WORK TO DO
(A) For the forum thread about the 1939 Huffman Airflyte bicycle, state whether each statement below agrees with the thread, answering yes or no and quoting the deciding words: (i) the bicycle was offered on eBay at $1299 OBO; (ii) on Dec 24, 2015, the seller reported that the bicycle was still unsold; (iii) the storage locker is described as holding things from the 1940s through the 1980s.
(B) Carry on the forum thread about the 1939 Huffman Airflyte bicycle, starting after its final post.

— start PASSAGE —

# 1939 Huffman Airflyte Streamline Model 50 Mostly Original (including paint)



## dhoeffn (Dec 22, 2015)

Hi,

I have just listed a bike I posted on the ID forum earlier that many of you were so helpful in assisting me in determining what I had (thanks again all who helped me out).

It is listed at $1299 OBO on eBay at this link:  http://www.ebay.com/itm/-/131682946766?

Thanks!


----------



## dhoeffn (Dec 24, 2015)

Sold.


----------



## bikebozo (Dec 24, 2015)

good job , you did everything right , was there any weird stuff in the storage locker??    let me know if you find some odd ball stuff , teeth, human , sharks or any thing , that seems crazy or hard to get rid off ,,  i am a tooth collector,among other weirdo things ..  thanks walter branche    branchewalter@yahoo.com


----------



## dhoeffn (Dec 24, 2015)

Oh man this locker is a lot of fun. Its pretty much a time capsule from the 40s to the 80s.

— end PASSAGE —
— start SUPPLIED MATERIAL —

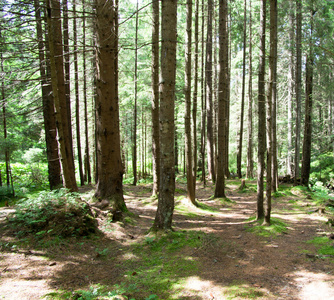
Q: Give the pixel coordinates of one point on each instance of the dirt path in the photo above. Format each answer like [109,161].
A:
[283,267]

— end SUPPLIED MATERIAL —

EXERCISE ANSWERS
(A)
(i) Yes: "It is listed at $1299 OBO on eBay"
(ii) No: "Sold."
(iii) Yes: "Its pretty much a time capsule from the 40s to the 80s."

(B)
So far my finds:

- Vintage complete (and working) Apple II e
- Multiple books, with my personal favorite I may have to keep, a first print Hemingway "The Sun Also Rises"
- Letters / pictures / documents
- Lots of trinkets like vintage ash trays, glasses, electronics

As the CABER who bought the bike could see in the garage where he picked up the bike, there are dozens of boxes still to go. Hoping to even find the stand for the bike in there somewhere so I can send it to him.

Ill be on the look out for those items and shoot some pics over to you.


----------



## bikebozo (Dec 24, 2015)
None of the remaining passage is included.